* **Provided text**:
######
Using Varnish + Pressflow to Make Managing News Faster
How we increased performance tenfold and used fewer server resources on AfghanistanElectionData.org
When we were building the Afghanistan election data website, performance was a chief concern. As Eric described in his post, there is enough tabular data in the site to fill a few thousand pages of a PDF document, and getting all the calculations and queries needed to run each page in a reasonable time was a challenge. We were able to get Drupal - and Managing News, the Drupal distribution the site is built on - to generate pages in a acceptable amount of time, but it still wasn't fast - and we needed it to be. To bring it to the speed we needed, we turned to Varnish, an HTTP accelerator that caches data in virtual memory, and Pressflow, a Drupal distribution focused on performance that works with Varnish.
As nearly all of the site's traffic is anonymous and the content is relatively static, Varnish was a straight forward way to speed the site up. Varnish is a reverse proxy cache, meaning it keeps copies of frequently requested pages handy and doesn't bother the webserver to generate pages for every request. So if two people request the same page, the webserver will assemble it once and give the second requester a copy that was previously generated by the server. When you imagine that the two people are really a few thousand, you can start to see how this sort of cache can be useful.
######
* **Listing**:
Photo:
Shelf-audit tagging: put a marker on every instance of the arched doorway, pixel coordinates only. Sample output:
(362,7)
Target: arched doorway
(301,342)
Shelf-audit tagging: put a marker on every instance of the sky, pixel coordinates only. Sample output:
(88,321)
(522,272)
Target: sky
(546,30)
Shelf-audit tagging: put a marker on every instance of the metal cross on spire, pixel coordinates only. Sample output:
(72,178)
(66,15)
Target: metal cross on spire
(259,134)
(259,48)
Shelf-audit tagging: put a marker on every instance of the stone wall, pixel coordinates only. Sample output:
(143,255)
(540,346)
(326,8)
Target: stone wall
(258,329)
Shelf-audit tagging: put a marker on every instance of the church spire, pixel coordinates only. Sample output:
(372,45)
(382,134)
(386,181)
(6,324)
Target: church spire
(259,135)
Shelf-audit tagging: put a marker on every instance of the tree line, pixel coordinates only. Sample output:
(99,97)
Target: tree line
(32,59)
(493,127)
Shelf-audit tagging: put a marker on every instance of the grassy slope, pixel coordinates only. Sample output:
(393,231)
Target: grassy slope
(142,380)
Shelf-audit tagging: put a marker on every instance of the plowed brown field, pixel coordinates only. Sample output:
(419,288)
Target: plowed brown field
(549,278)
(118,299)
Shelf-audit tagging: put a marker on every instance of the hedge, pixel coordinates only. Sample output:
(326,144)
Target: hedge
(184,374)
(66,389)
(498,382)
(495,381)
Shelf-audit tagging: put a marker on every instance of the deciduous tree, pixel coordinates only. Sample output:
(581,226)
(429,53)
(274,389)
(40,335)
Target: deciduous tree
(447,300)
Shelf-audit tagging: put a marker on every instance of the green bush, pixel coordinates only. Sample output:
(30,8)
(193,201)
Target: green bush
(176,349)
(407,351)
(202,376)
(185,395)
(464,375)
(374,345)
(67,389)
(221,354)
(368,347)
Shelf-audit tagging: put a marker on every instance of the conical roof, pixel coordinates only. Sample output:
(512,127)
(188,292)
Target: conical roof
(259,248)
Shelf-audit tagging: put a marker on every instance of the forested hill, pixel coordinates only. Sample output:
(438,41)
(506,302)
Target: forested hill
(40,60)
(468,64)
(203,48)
######
* **Request A**:
Summarize the Varnish and Pressflow article in two sentences.
* **Request B**:
Answer these questions from the Varnish and Pressflow article:
(i) Which Drupal distribution is the site built on?
(ii) According to Eric's post, how much would the site's tabular data fill?
(iii) In the example of two people requesting the same page, how many times does the webserver assemble it?
* **Request C**:
Proceed with the Varnish and Pressflow article, starting after its final sentence.
The listing is not needed for this work.

* **Task answer A**:
The Afghanistan election data website holds a large amount of tabular data, and although Drupal and Managing News generated its pages in an acceptable time, they were not fast enough. To speed up the site, the team turned to Varnish, a reverse proxy cache that serves stored copies of frequently requested pages and suited the site's mostly anonymous traffic and relatively static content, and to Pressflow, a performance-focused Drupal distribution that works with Varnish.

* **Task answer B**:
(i) Managing News.
(ii) A few thousand pages of a PDF document.
(iii) Once.

* **Task answer C**:
On top of that Varnish is fast. Without Varnish on AfghanistanElectionData.org, it takes about two seconds to generate and deliver the HTML of a page, and it takes longer to render the page itself, since css and images all need to delivered to the browser. But once a page has been cached by Varnish, the time to deliver the HTML drops to around 115 milliseconds. This is a 10x improvement, and it requires significantly fewer server resources as well.
The way this works is that reverse proxy caches like Varnish examine each request they receive and try to determine if a new page really needs to be generated. This process means looking at the headers of the request, any cookies, and the URL that has been requested. Any information that the reverse proxy cache needs to make the correct decision needs to be in the request, so nearly all of the information about what the page contains needs to live in the request.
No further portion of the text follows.